> Source excerpt

The Struggle for Tibet & The End of the Revolution: China and the Limits of Modernity

April 6, 2010

John Gittings welcomes two books that articulate China's internal debates

John Gittings
The Guardian, Saturday 3 April 2010

Few will have heard of Tibet's Joan of Arc, the young Trinley Chodron, who
believed that a bird sent by the Dalai Lama had given her magic powers and
led a troop of "warrior-heroes" against the Chinese. Chodron was executed in
1969 during the cultural revolution.

And before reading The Struggle for Tibet I, too, was unaware of the Tibetan
monks who, more recently, were ordered to write down that the Dalai Lama "is
the biggest obstacle to Tibetan Buddhism". By adding a barely visible dot to
the script, they were able to convert "is" to "is not". Nor did I know that
many educated Tibetans can only communicate in Chinese with Tibetan exiles
they meet when travelling abroad, because their grasp of their own language
is so poor.

But our ignorance is hardly surprising. We talk a lot about the Tibet we see
from the outside, but as Robert Barnett, one of a handful of western
scholars who understand the country, tells us in his introduction, the
voices of the Tibetan people are only heard in "snatches and fragments".

After the country was sealed off by China in 1959 following the Lhasa
rebellion and flight of the Dalai Lama, it became a "muffled, incoherent
place". The British left has always been diffident about the Tibet issue,
unable to shake off the memory of our own imperial designs, and uneasy at
the CIA's role in the 1950s and 60s in the Tibetan resistance (two of the
Dalai Lama's brothers worked with them).

A few years ago New Left Review (NLR) broke through this barrier, publishing
a conversation between the Chinese scholar-activist Wang Lixiong and the
leading Tibetan historian Tsering Shakya which launched a new debate. The
dialogue, with subsequent analyses from both writers, now appears in The
Struggle for Tibet, an excellent and informative book from Verso (the
publishers founded by NLR).

After the 2008 riots in Lhasa and in China's Tibetan areas, Wang organised a
petition signed by 300 Chinese intellectuals, included here as an appendix,
complaining about the ferocious attitude of the tame Tibetan officials who
rose to power during the cultural revolution, and urging Beijing to open a
dialogue with the Dalai Lama.

Both scholars warn that Tibet's cultural and national identity has been
dangerously eroded, and that China's rushed economic development only
benefits a minority. "What do we see today?" asks Wang. "Temples brim with
burning incense and butter lamps, which well-dressed people can afford to
light in the thousands at once. Yet they only want the Buddha's blessings to
help with job promotions and increasing their wealth."

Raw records

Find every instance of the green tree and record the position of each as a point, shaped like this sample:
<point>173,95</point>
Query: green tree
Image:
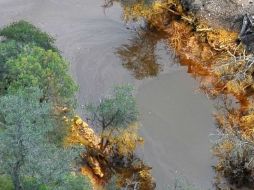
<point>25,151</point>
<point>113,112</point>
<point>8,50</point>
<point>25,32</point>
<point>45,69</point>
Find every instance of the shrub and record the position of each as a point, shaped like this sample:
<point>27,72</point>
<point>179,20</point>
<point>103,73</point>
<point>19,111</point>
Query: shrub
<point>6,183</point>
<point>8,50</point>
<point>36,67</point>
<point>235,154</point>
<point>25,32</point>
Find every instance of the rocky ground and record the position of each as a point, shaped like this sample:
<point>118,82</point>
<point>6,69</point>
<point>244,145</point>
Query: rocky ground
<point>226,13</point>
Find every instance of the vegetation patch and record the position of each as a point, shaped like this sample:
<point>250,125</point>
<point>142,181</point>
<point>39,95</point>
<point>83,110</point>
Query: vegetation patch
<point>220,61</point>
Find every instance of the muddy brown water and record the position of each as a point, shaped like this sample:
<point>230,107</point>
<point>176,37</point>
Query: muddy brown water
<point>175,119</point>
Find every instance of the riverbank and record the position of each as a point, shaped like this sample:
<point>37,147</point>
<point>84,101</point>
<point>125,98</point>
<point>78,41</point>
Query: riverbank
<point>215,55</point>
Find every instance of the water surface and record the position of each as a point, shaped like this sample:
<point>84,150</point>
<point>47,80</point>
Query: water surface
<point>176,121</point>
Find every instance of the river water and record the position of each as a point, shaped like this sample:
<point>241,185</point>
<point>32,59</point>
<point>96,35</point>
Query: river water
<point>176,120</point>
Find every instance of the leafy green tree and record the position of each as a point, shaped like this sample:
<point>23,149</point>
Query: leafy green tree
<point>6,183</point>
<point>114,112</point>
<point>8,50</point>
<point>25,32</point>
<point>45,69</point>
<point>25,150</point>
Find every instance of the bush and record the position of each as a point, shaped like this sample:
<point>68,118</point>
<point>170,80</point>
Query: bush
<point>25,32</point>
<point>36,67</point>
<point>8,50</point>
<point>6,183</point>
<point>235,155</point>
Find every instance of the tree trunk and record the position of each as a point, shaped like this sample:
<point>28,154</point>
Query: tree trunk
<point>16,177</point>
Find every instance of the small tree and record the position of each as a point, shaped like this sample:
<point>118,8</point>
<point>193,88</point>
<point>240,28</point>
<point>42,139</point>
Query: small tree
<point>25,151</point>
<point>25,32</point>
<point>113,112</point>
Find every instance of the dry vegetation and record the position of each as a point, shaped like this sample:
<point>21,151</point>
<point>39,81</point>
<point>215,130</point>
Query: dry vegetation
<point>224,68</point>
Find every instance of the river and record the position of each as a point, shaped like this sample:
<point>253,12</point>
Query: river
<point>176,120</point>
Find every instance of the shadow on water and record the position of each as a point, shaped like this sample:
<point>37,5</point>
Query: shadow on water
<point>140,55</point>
--
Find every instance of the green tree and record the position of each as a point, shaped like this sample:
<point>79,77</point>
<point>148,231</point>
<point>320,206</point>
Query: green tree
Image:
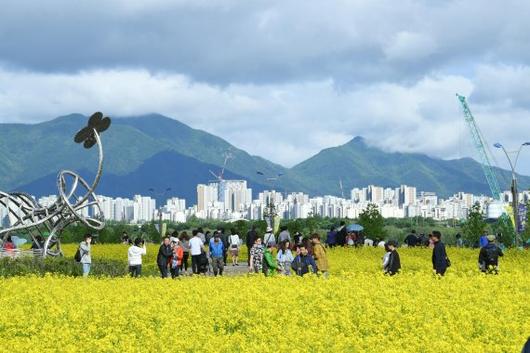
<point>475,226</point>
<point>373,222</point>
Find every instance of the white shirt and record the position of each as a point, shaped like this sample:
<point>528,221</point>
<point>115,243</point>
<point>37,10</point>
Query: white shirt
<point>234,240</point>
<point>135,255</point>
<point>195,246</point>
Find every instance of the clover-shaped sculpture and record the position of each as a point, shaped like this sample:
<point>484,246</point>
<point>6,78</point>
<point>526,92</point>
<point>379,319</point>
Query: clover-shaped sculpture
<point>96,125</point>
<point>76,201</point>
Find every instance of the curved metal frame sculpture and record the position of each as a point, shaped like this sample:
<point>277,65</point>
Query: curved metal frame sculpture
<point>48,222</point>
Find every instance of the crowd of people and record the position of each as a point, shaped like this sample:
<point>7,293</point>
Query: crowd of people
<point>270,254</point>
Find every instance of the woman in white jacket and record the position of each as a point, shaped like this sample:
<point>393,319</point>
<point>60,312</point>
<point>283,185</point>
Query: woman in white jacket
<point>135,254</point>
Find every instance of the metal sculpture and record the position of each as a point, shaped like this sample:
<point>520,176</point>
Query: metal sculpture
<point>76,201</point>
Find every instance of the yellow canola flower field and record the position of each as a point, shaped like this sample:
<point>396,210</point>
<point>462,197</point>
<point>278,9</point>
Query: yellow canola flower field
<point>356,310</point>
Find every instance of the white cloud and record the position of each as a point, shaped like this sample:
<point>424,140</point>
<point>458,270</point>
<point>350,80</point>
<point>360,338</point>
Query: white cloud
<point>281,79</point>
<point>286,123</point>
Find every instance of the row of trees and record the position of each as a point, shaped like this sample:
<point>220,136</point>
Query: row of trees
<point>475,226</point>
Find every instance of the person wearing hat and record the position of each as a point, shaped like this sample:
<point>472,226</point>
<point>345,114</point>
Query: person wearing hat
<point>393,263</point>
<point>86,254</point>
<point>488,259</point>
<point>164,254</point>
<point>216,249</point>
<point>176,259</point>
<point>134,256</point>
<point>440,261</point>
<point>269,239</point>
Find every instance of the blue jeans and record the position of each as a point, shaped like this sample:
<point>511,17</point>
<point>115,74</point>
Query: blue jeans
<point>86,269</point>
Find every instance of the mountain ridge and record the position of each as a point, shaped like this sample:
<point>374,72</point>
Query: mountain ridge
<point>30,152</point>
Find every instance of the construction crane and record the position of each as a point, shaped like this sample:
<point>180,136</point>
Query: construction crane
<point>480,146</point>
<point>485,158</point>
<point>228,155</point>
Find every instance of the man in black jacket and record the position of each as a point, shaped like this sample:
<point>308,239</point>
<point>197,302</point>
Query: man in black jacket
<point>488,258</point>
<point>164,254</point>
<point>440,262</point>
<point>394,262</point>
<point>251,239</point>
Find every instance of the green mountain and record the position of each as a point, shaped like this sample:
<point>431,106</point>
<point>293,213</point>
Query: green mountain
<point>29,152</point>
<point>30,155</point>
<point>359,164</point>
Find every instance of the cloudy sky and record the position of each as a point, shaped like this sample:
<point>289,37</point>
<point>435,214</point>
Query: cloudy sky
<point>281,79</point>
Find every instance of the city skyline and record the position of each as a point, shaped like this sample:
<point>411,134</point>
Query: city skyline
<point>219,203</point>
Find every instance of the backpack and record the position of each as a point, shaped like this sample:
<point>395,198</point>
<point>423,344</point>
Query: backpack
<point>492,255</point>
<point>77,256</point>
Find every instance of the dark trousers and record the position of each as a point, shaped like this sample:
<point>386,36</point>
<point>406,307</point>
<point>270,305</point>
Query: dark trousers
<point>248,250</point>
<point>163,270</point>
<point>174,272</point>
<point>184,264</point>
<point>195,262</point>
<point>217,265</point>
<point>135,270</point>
* * *
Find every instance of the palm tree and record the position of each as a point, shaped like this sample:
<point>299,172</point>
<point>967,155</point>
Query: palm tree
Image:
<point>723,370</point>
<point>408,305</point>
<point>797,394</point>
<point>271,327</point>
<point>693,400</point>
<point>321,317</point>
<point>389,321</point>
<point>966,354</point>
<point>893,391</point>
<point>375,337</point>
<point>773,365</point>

> What you need to do
1. In the Tibet book review, in what year was Trinley Chodron executed?
2. Carry on writing the Tibet book review, starting after its last sentence.
These rows come from a different source.

> The replies
1. 1969, during the cultural revolution.

2.
The Tibetan resistance, which spread in 2008, becoming more violent, is
about "the right to have a voice", Shakya says, and Tibet will not remain
mute for ever.

There are many voices coming out of China these days, but do we always
listen? Our questions are often predictable: will Chinese economic growth
continue? Will China overtake the US? Will it rule the world? This focus on
the country's future has led to a de facto collusion with the Chinese
government in ignoring its past. According to this script, Mao was a
monster, socialism a dead end and the story only begins with the post-Mao
economic reforms.

In The End of the Revolution (Verso, £14.99), the leading Chinese critic
Wang Hui offers an alternative: an undivided narrative of modern Chinese
history which makes better sense.

The socialist reform of agriculture under Mao paved the way for the market
reform of agriculture after Mao, he argues, because "Chinese peasants had
become relatively more educated, literate, capable at self-organisation and
technically able".

Nor can we simply label China's economic policies as neo-liberal capitalism:
its socialist tradition still imposes constraints. Land has not been
privatised and state-owned enterprises still provide large tax revenues.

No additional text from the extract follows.